=== GOAL OF THE EXERCISE ===
All of the data below must be reproduced word for word, but without its images.

=== Stored data entries ===
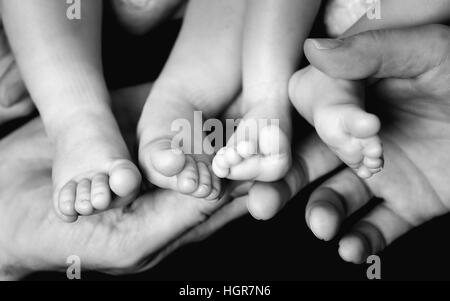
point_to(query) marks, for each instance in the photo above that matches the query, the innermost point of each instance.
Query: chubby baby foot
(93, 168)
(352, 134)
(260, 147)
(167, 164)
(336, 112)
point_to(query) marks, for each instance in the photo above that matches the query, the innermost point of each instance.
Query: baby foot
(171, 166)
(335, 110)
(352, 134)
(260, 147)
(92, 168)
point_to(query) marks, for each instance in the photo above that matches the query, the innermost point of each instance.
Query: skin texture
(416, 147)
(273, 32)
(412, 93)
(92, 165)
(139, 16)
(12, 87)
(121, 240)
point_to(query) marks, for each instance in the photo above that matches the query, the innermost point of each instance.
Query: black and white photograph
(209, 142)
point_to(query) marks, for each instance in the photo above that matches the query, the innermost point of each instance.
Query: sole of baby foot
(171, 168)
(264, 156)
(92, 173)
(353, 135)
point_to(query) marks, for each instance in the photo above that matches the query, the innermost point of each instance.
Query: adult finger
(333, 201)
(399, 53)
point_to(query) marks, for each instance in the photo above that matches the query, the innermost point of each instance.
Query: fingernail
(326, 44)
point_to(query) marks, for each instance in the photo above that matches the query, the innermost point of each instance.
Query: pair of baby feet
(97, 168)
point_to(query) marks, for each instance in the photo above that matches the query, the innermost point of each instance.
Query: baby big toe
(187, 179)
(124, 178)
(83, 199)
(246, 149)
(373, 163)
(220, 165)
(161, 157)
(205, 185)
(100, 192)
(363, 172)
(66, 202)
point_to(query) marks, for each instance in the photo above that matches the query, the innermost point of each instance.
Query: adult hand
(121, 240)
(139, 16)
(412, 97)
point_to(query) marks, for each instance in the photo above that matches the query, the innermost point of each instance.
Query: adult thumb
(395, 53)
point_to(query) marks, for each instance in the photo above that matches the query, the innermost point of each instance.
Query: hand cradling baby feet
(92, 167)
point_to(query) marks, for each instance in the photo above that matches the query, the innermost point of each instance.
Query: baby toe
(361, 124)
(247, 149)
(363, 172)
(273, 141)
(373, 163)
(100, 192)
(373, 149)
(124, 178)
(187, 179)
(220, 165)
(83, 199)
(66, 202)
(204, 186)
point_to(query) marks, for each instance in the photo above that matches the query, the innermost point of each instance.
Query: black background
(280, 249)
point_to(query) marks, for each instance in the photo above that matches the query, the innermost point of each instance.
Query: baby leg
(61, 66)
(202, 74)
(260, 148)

=== WRITTEN RESPONSE ===
point_to(query) marks, for each instance in the photo above that matches the query, the innermost point of each instance.
Query: chubby baby foot
(93, 168)
(352, 134)
(260, 147)
(167, 164)
(336, 112)
point_to(query) marks, for each instance in the photo above that matches the query, the innermost point of each instance.
Query: baby foot
(171, 166)
(335, 110)
(352, 134)
(260, 147)
(92, 168)
point_to(query) marks, for each instance in the photo above that matches the query, the innermost point of each instance.
Query: skin texture
(416, 147)
(273, 32)
(412, 93)
(92, 165)
(139, 16)
(12, 87)
(121, 240)
point_to(query) marks, for each instance in the photo above that matches the query, the innermost point of each instance.
Query: black and white photograph
(209, 142)
point_to(query) marks, for each instance in the photo above that matches the query, the innermost point of each instance.
Query: sole of baby foot
(171, 168)
(264, 156)
(92, 173)
(353, 135)
point_to(query) marks, for each instance in the photo above that matches the query, the innermost point of each instance.
Query: adult finger
(333, 201)
(399, 53)
point_to(query) marks, for each instance in the photo above that matches the query, the innermost point of each instance.
Query: fingernail
(326, 44)
point_to(query) marks, for each instance in the photo above that matches the query, the innermost point of each instance.
Query: pair of baby feet
(97, 168)
point_to(query) marks, for each instance in the photo above that matches the query, the innermost point of each instance.
Query: baby big toe
(187, 179)
(124, 178)
(83, 199)
(246, 149)
(373, 163)
(220, 165)
(161, 157)
(205, 185)
(100, 192)
(363, 172)
(66, 202)
point_to(query) marks, for each instance in the photo above that matches the query, the innermost point of each instance.
Query: adult hand
(121, 240)
(139, 16)
(412, 97)
point_to(query) marks, for each instance in the photo above that matches the query, the innermost point of each instance.
Query: adult thumb
(395, 53)
point_to(query) marks, for each instance in the photo above that matches the query, the innermost point of each instance.
Query: hand cradling baby feet
(92, 167)
point_to(query) marks, for each instance in the photo above that matches the query, the innermost point of each instance.
Query: baby toe
(361, 124)
(247, 149)
(363, 172)
(273, 141)
(373, 163)
(100, 192)
(373, 149)
(124, 178)
(187, 179)
(220, 165)
(83, 199)
(66, 202)
(204, 186)
point_to(query) marks, for each instance in the photo above that matches the query, the innermost point of each instance.
Query: black background
(280, 249)
point_to(query) marks, for each instance in the photo above that matches the query, the innermost point of each instance.
Query: baby leg
(61, 66)
(202, 74)
(260, 148)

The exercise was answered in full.